● **WHAT IS ASKED**:
1) State whether each statement below agrees with the review: (a) the review calls the play hopeful; (b) the production runs at the Wyndham Theatre until 8th June; (c) comedy relief comes from the performance of the maid Cathleen. For each, answer yes or no and quote the deciding words of the review.
2) Swap "excruciating" for "agonizing" in the review, and give the part that opens with the words containing "Long Day’s Journey Into Night is" and closes with "and drug addiction.".

● **EXCERPT**:
O’Neill is known to be heavily influenced by Shakespeare, and this is clearly evident in his portrayal of bitter drunken arguments and moments of deep emotional pathos which punctuate the last two acts of this play. They are relentless and they are devastating. I found particularly powerful the conversations between Boyle and McCormack, offering a gut-wrenching portrayal of the simultaneous beauty and destructiveness of familial love. Boyle, McCormack and Cox all offered spellbinding performances in this half, wrought with passion and heightened emotion. But particularly memorable was Clarkson, whose depiction of a mother slowly losing herself in the grip of morphine was absolutely heart shattering. Thankfully, comedy relief is at points offered by an enjoyable performance from the maid Cathleen, recognisable from Derry Girls. All in all, the eventual ending left me emotionally squeezed dry. I truly understood the power of catharsis then – it was so overwhelming as to actually be refreshing upon its close.

Long Day’s Journey Into Night is not an easy play to watch. At times, it is in fact, excruciating. It is not fun, it is not hopeful, and it is totally unrelenting. But it is masterfully written and masterfully acted from all parties, and I left it somehow feeling better about myself. For a Shakespearean inspired tragedy rewritten for the modern era, I would advise you to look no further. Though maybe mentally prepare yourself for the emotional rollercoaster…

‘Long Day’s Journey Into Night’ runs at the Wyndham Theatre, Charing Cross Road, London until 8th June. This play contains themes of alcoholism and drug addiction.

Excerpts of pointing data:
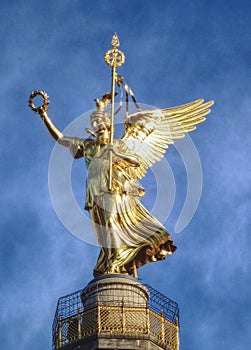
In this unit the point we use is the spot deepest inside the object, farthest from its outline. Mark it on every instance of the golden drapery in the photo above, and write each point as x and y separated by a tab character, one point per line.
126	231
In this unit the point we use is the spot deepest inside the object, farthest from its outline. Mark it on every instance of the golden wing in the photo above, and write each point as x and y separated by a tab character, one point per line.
148	133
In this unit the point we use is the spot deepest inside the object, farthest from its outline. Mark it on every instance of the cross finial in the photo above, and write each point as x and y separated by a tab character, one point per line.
115	41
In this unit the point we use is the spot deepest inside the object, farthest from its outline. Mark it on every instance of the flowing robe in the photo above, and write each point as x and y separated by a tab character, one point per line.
127	233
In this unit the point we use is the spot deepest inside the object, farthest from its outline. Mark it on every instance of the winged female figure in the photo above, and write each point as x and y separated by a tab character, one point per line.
128	234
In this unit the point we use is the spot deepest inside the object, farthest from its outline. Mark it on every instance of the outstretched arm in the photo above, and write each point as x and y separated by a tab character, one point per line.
53	130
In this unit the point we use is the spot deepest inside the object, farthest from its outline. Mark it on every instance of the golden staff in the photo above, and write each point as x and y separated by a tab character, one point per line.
114	58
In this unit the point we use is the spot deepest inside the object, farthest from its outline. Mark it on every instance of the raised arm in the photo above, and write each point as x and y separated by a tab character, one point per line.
42	111
53	130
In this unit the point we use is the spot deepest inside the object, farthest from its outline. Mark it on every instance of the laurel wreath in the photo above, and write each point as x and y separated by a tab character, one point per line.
45	98
114	58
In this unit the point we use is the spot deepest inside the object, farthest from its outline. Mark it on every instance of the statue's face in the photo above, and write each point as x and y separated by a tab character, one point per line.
99	125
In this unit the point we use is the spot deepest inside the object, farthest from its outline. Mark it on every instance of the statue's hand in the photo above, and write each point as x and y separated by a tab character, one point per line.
42	112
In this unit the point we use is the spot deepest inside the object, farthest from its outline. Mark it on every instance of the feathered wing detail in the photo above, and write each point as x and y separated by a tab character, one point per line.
149	132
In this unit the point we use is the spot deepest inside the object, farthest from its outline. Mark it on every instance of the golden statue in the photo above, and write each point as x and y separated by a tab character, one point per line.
129	236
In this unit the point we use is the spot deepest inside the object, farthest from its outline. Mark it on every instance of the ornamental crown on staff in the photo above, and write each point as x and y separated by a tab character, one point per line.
128	234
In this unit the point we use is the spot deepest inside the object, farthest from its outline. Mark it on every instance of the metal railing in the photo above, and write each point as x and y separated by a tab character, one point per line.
160	324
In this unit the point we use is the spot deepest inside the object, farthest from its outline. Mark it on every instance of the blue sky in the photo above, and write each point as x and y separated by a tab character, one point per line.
176	51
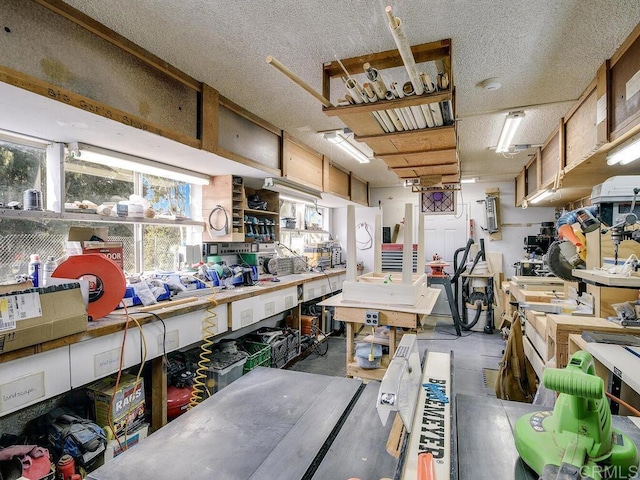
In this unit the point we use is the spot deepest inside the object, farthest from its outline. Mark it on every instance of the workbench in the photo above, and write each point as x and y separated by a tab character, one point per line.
618	368
269	424
486	446
353	314
79	359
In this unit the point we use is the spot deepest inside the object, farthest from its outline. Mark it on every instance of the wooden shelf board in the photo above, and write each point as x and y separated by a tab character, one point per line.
260	212
411	101
424	52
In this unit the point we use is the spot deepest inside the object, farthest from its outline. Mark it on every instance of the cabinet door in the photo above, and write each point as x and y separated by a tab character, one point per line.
246	312
29	380
99	357
279	301
315	289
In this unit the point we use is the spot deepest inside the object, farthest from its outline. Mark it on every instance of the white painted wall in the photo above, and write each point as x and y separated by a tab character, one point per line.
515	222
446	233
364	215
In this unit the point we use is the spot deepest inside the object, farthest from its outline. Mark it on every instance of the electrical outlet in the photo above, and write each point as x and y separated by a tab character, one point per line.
371	317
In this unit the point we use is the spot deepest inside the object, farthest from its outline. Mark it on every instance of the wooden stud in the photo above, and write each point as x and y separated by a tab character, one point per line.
209	114
377	253
407	249
421	250
62	95
158	393
351	243
98	29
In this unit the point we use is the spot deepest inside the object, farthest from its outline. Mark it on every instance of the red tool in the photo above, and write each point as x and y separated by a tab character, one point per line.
67	468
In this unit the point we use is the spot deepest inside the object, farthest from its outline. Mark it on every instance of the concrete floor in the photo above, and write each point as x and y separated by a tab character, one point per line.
472	353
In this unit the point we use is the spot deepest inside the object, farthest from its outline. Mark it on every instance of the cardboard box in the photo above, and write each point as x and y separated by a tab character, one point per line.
128	406
29	316
116	447
94	240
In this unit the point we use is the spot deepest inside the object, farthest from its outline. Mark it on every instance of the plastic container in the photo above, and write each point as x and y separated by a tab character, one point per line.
363	349
259	355
35	270
224	369
49	267
279	352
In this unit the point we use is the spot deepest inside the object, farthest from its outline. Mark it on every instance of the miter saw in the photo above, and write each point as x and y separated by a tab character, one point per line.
614	203
576	440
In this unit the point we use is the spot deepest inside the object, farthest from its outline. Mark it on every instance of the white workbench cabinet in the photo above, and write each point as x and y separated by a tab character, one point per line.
98	357
246	312
279	301
183	330
29	380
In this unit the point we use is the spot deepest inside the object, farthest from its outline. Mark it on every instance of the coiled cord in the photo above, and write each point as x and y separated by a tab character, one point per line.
208	332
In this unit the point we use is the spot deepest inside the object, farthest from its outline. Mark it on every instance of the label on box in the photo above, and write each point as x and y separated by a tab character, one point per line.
111	250
21	391
18	307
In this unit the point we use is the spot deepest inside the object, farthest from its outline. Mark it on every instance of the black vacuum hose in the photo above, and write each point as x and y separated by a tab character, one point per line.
470	325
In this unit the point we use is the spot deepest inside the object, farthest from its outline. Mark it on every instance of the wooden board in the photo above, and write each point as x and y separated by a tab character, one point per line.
608	279
336	181
625	114
414	141
580	127
301	164
551	158
559	327
359	190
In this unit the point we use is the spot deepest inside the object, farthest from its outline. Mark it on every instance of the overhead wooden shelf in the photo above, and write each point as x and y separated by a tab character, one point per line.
410	153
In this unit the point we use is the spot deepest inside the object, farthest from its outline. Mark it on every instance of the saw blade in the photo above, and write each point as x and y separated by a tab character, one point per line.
559	265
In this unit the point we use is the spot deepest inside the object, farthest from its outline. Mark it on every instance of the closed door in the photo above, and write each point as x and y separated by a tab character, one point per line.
444	234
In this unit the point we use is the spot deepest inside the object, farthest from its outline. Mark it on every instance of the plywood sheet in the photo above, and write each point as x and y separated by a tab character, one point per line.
301	164
66	55
581	130
415	141
550	161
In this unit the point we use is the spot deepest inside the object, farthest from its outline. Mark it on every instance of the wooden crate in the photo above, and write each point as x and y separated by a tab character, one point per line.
559	327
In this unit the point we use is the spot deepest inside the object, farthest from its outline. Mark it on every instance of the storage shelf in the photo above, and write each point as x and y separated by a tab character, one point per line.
260	212
92	217
428	153
411	101
302	230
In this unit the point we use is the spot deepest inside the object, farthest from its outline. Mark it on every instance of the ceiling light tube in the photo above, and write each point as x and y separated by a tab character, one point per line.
287	198
538	197
345	145
511	123
625	153
109	158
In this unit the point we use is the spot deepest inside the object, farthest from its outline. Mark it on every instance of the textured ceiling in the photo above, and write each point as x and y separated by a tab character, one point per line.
544	52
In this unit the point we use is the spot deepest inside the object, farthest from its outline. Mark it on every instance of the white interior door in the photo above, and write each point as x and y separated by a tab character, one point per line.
444	234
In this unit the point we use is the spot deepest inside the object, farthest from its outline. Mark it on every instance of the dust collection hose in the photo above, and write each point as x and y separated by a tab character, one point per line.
208	332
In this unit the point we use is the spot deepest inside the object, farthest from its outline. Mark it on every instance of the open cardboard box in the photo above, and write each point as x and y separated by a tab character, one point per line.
53	312
83	236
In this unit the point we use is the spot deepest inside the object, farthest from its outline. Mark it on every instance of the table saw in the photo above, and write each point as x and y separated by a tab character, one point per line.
289	425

● **RESULTS**:
1)
(a) No: "It is not fun, it is not hopeful, and it is totally unrelenting."
(b) Yes: "runs at the Wyndham Theatre, Charing Cross Road, London until 8th June"
(c) Yes: "comedy relief is at points offered by an enjoyable performance from the maid Cathleen"

2)
Long Day’s Journey Into Night is not an easy play to watch. At times, it is in fact, agonizing. It is not fun, it is not hopeful, and it is totally unrelenting. But it is masterfully written and masterfully acted from all parties, and I left it somehow feeling better about myself. For a Shakespearean inspired tragedy rewritten for the modern era, I would advise you to look no further. Though maybe mentally prepare yourself for the emotional rollercoaster…

‘Long Day’s Journey Into Night’ runs at the Wyndham Theatre, Charing Cross Road, London until 8th June. This play contains themes of alcoholism and drug addiction.